> _Passage for review_:
But four months is a long time, and Justin Trudeau has 338 MPs and candidates, as do the other major parties. One of his MPs, British Columbia’s Joe Peschisolido, has been facing uncomfortable questions about his former law firm’s dealings with an alleged Chinese drug king pin:

Embattled Liberal MP Joe Peschisolido continues to claim he has never been involved in a controversial legal service known as a bare trust agreement and that he did not participate in a secretive transaction completed by his law firm in 2011 that might have helped an alleged “drug boss” from China launder money in a Coquitlam, B.C., condo deal.

But Global News has identified another 2011 bare trust land deal in Surrey, B.C., that directly connects Peschisolido’s legal services to another client from China named in a “transnational money laundering” investigation at a Richmond casino, according to legal filings and B.C. Lottery Corp. documents.

Last week, Peschisolido attempted to distance himself from the first B.C. bare trust condo deal identified by Global News, which involved Peschisolido’s law firm and Kwok Chung Tam, a convicted drug trafficker and alleged “brazen loan shark” and “heavyweight” with a powerful Mainland China heroin cartel.

As of this writing, Peschisolido is still listed on the Liberal website as the candidate for Steveston–Richmond East.

Pharmacare is also set to get some attention in the months ahead, with both the Liberals and NDP hoping to attract votes by promising free prescriptions for everybody. (Because it worked so well for Kathleen Wynne last year, I guess.)

Last week, the Liberals’ ‘expert panel’ on pharmacare, headed by former Wynne health minister Eric Hoskins, delivered its expected recommendation: the government should implement national pharmacare, paid for by the federal government but administered by the provinces and territories. The panel recommended that it begin with common or so-called essential medicines by January 1st, 2022, and expand to full coverage in 2027. Of course, it also recommends a new federal bureaucracy to oversee this $15-billion program.

> _Records provided_:
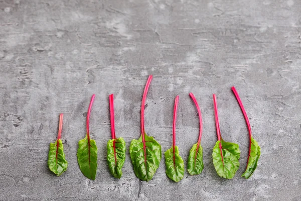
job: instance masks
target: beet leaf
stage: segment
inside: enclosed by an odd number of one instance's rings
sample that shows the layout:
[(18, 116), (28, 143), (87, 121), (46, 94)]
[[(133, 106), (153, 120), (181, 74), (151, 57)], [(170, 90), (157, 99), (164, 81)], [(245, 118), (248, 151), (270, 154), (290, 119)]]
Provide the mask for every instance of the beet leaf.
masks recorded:
[(198, 142), (194, 144), (190, 150), (187, 162), (187, 170), (189, 172), (189, 174), (194, 175), (200, 174), (204, 168), (204, 163), (203, 163), (203, 147), (201, 146), (203, 123), (202, 122), (202, 115), (201, 114), (201, 110), (200, 110), (199, 104), (198, 104), (198, 102), (192, 93), (189, 93), (189, 95), (196, 105), (200, 120), (200, 133), (199, 133)]
[(141, 104), (141, 136), (138, 140), (132, 140), (129, 146), (129, 154), (134, 172), (141, 180), (152, 179), (159, 167), (162, 158), (161, 146), (144, 131), (144, 111), (147, 90), (153, 76), (149, 75), (144, 88)]
[(78, 142), (77, 149), (77, 161), (79, 168), (84, 175), (93, 180), (95, 179), (97, 169), (97, 147), (95, 140), (90, 138), (89, 127), (91, 109), (95, 96), (95, 94), (92, 96), (87, 114), (86, 137)]
[(213, 94), (213, 103), (218, 139), (212, 153), (213, 164), (219, 176), (226, 179), (232, 179), (239, 167), (238, 160), (240, 156), (240, 151), (237, 144), (225, 142), (222, 138), (215, 94)]
[(176, 146), (176, 122), (177, 111), (179, 103), (179, 95), (175, 100), (174, 109), (174, 121), (173, 123), (173, 146), (168, 149), (164, 154), (166, 175), (172, 180), (179, 182), (184, 176), (184, 161), (179, 155), (179, 148)]
[(247, 167), (246, 167), (245, 171), (241, 175), (242, 177), (244, 176), (246, 179), (247, 179), (252, 175), (257, 167), (257, 162), (260, 157), (260, 147), (259, 147), (257, 142), (252, 136), (252, 131), (251, 131), (251, 126), (250, 126), (249, 119), (235, 87), (232, 86), (231, 89), (234, 95), (235, 95), (238, 104), (239, 104), (239, 106), (246, 121), (246, 123), (247, 124), (248, 131), (249, 131), (250, 144), (249, 145), (249, 155), (248, 156)]
[(115, 178), (120, 178), (122, 175), (121, 168), (125, 160), (125, 142), (122, 138), (116, 138), (114, 120), (114, 96), (112, 94), (109, 96), (109, 99), (112, 139), (108, 141), (107, 161), (112, 175)]
[(48, 154), (48, 167), (57, 176), (60, 176), (67, 170), (68, 162), (65, 158), (64, 146), (61, 140), (63, 128), (63, 114), (60, 115), (59, 134), (55, 143), (50, 143)]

> _Brief_: In the passage about the Liberal MP, change "law firm" to "legal practice" and give the text between "Last week, Peschisolido" and "for Steveston–Richmond East.", inclusive. You won't need the material for this.

> _Your response_:
Last week, Peschisolido attempted to distance himself from the first B.C. bare trust condo deal identified by Global News, which involved Peschisolido’s legal practice and Kwok Chung Tam, a convicted drug trafficker and alleged “brazen loan shark” and “heavyweight” with a powerful Mainland China heroin cartel.

As of this writing, Peschisolido is still listed on the Liberal website as the candidate for Steveston–Richmond East.